[Work to be completed]
Every record that follows must be given again exactly.

Point-per-instance localization data:

· · · · · · ·

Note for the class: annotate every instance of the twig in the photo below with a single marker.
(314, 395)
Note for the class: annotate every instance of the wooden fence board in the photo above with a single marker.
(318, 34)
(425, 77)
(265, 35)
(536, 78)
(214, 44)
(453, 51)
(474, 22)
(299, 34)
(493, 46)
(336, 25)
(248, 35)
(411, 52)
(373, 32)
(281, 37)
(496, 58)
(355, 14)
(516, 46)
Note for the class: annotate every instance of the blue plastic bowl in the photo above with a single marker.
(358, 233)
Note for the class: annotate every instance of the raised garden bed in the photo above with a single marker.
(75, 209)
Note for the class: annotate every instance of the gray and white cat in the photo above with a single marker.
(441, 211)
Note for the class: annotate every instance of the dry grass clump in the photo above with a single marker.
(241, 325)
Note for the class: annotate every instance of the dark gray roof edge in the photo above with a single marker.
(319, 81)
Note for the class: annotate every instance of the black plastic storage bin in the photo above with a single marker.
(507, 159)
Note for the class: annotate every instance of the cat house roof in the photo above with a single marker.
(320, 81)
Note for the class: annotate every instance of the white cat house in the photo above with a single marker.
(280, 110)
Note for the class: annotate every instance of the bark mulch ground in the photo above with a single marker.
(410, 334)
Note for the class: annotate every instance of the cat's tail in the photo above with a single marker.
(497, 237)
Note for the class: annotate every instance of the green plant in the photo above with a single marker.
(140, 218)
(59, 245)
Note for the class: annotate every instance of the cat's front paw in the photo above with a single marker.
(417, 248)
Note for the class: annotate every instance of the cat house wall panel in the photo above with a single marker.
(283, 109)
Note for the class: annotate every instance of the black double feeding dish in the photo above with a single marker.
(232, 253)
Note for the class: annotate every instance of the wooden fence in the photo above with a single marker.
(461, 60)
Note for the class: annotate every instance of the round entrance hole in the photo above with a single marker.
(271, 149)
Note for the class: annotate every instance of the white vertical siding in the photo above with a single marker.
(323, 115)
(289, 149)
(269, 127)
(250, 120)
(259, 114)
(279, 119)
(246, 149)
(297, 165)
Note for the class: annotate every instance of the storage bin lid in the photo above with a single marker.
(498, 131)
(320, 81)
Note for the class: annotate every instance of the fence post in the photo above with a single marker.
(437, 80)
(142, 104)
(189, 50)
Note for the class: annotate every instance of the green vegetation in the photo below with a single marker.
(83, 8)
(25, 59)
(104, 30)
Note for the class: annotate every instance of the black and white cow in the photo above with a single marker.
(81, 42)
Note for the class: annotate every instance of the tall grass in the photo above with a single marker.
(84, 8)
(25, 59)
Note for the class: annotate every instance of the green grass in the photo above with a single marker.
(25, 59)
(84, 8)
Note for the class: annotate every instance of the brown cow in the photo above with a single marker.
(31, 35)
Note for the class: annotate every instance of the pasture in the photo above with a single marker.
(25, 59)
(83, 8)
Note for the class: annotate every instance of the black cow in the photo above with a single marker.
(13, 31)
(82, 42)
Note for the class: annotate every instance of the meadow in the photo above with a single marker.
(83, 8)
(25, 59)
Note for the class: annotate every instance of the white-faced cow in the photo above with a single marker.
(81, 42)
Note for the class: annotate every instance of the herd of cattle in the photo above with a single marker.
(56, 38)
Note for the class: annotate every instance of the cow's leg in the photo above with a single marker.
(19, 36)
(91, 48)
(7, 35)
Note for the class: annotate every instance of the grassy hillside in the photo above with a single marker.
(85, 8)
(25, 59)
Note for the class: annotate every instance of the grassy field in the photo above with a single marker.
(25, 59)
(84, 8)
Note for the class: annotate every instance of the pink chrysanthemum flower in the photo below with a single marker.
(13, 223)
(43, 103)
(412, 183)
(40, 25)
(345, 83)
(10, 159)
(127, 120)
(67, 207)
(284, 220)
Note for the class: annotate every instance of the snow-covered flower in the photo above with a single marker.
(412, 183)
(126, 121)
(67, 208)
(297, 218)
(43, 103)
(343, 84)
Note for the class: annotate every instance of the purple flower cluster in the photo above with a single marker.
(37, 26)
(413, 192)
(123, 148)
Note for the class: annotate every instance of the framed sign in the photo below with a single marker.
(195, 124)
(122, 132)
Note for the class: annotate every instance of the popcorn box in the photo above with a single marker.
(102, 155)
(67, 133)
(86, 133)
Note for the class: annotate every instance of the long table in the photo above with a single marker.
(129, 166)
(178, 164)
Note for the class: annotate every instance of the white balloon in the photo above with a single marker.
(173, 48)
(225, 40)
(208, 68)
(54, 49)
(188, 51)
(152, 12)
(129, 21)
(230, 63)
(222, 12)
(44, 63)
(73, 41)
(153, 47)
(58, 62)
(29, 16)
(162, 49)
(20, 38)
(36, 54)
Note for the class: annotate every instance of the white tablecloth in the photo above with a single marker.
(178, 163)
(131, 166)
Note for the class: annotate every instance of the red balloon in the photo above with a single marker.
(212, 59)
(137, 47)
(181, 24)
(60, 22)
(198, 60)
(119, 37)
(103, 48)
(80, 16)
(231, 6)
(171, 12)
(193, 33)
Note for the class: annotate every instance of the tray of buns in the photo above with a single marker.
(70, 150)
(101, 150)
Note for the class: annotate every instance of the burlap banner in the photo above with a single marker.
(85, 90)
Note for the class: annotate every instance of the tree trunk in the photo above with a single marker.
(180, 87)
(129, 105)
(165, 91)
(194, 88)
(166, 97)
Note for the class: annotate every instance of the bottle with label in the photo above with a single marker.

· · · · · · ·

[Your response]
Note for the class: annotate every instance of the twig in the photo below with a single marker.
(314, 395)
Note for the class: annotate every instance of the wooden fence board in the photo above with a single marker.
(318, 34)
(425, 77)
(265, 35)
(536, 78)
(214, 44)
(453, 51)
(474, 22)
(299, 34)
(493, 46)
(336, 25)
(248, 35)
(411, 52)
(373, 32)
(281, 37)
(496, 58)
(355, 14)
(516, 46)
Note for the class: annotate every instance of the blue plastic bowl in the photo above with a single marker.
(358, 233)
Note for the class: annotate every instance of the raised garden bed in the photo above with a single marker.
(75, 209)
Note for the class: annotate every instance of the gray and white cat in the photo above with a single marker.
(441, 211)
Note for the class: annotate every instance of the dry grass clump in the photo above with a single marker.
(241, 325)
Note for the class: annotate every instance of the dark gray roof edge in the photo above with a single marker.
(319, 81)
Note for the class: annotate every instance of the black plastic storage bin in the photo above with a single marker.
(507, 159)
Note for the class: annotate every instance of the cat house roof in the photo above with a single marker.
(320, 81)
Note for the class: annotate every instance of the white cat house in the photo above with a single marker.
(280, 110)
Note for the class: annotate every instance of the bark mulch ground in the photo above with a single marker.
(410, 334)
Note for the class: annotate every instance of the cat's tail in the photo above with a single marker.
(497, 237)
Note for the class: annotate every instance of the green plant in the photo above with a single marker.
(140, 218)
(59, 245)
Note for the class: annotate every instance of the cat's front paw in the photo above with a single marker.
(417, 248)
Note for the class: annotate every instance of the cat house wall panel in the photo above with a single marker.
(283, 109)
Note for the class: annotate every instance of the black double feeding dish in the photo above with a single marker.
(232, 253)
Note for the class: annotate every instance of the wooden fence in the photo above with a single marker.
(461, 60)
Note for the class: annotate every instance of the round entrance hole in the photo above with a single marker.
(271, 149)
Note for the class: annotate every instance of the white vertical siding in the photo above with a single marker.
(323, 115)
(289, 149)
(269, 127)
(250, 120)
(259, 114)
(279, 119)
(246, 149)
(297, 165)
Note for the class: annotate every instance of the storage bin lid in the photo above with a single marker.
(498, 131)
(320, 81)
Note for the class: annotate every instance of the fence post in the photo above with a single marker.
(437, 80)
(142, 104)
(189, 50)
Note for the class: annotate every instance of the green vegetation in the photo below with a single marker.
(83, 8)
(25, 59)
(104, 30)
Note for the class: annotate every instance of the black and white cow in the photo above with a single marker.
(81, 42)
Note for the class: annotate every instance of the tall grass in the photo above with a single marker.
(84, 8)
(25, 59)
Note for the class: annotate every instance of the green grass in the photo above with a single marker.
(25, 59)
(84, 8)
Note for the class: annotate every instance of the brown cow in the photo above with a single marker.
(31, 35)
Note for the class: annotate every instance of the pasture in the photo above with a single marker.
(25, 59)
(83, 8)
Note for the class: annotate every instance of the black cow in the photo above with a single marker.
(13, 31)
(82, 42)
Note for the class: annotate every instance of the meadow in the photo above with a single marker.
(83, 8)
(25, 59)
Note for the class: annotate every instance of the white-faced cow in the photo above with a single marker.
(81, 42)
Note for the class: annotate every instance of the herd of cattle in the photo above with a single marker.
(56, 38)
Note for the class: annotate every instance of the cow's leg in the photo above with a single marker.
(19, 36)
(91, 48)
(7, 35)
Note for the class: annotate every instance of the grassy hillside in the photo above with a single marker.
(85, 8)
(25, 59)
Note for the class: annotate every instance of the grassy field in the photo above with a single marker.
(25, 59)
(84, 8)
Note for the class: annotate every instance of the pink chrysanthemum flower in the photo below with a single marker.
(13, 223)
(43, 103)
(412, 183)
(40, 25)
(345, 83)
(10, 159)
(127, 120)
(67, 207)
(284, 220)
Note for the class: annotate every instance of the snow-covered flower in the photo above with a single marker.
(412, 183)
(126, 121)
(67, 208)
(297, 218)
(43, 103)
(343, 84)
Note for the class: annotate every instance of the purple flower cluster in the photo above with a single marker.
(37, 26)
(413, 192)
(123, 148)
Note for the class: annotate every instance of the framed sign in the photo below with a single marker.
(195, 124)
(122, 132)
Note for the class: annotate every instance of the popcorn box in the photo above with a single marker.
(102, 155)
(67, 133)
(86, 133)
Note for the class: annotate every instance of the long table in the photo above with a single marker.
(129, 166)
(178, 164)
Note for the class: annotate every instance of the white balloon in the photo above with a single marker.
(173, 48)
(225, 40)
(208, 68)
(54, 49)
(188, 51)
(152, 12)
(129, 21)
(230, 63)
(222, 12)
(44, 63)
(73, 41)
(153, 47)
(58, 62)
(29, 16)
(162, 49)
(20, 38)
(36, 54)
Note for the class: annotate every instance of the white tablecloth in the photo above with a single marker.
(178, 163)
(131, 166)
Note for the class: annotate every instance of the red balloon in the photo above with a single marker.
(212, 59)
(137, 47)
(181, 24)
(60, 22)
(198, 60)
(119, 37)
(103, 48)
(80, 16)
(231, 6)
(171, 12)
(193, 33)
Note for the class: annotate every instance of the tray of buns in the photo above with a single marker.
(70, 150)
(101, 150)
Note for the class: annotate every instance of the burlap banner in the photo above with a single marker.
(85, 90)
Note for the class: annotate every instance of the tree trunk in the photo above with a single marker.
(180, 87)
(129, 105)
(165, 91)
(194, 88)
(166, 97)
Note for the class: annotate every instance of the bottle with label in the photo above with a single marker.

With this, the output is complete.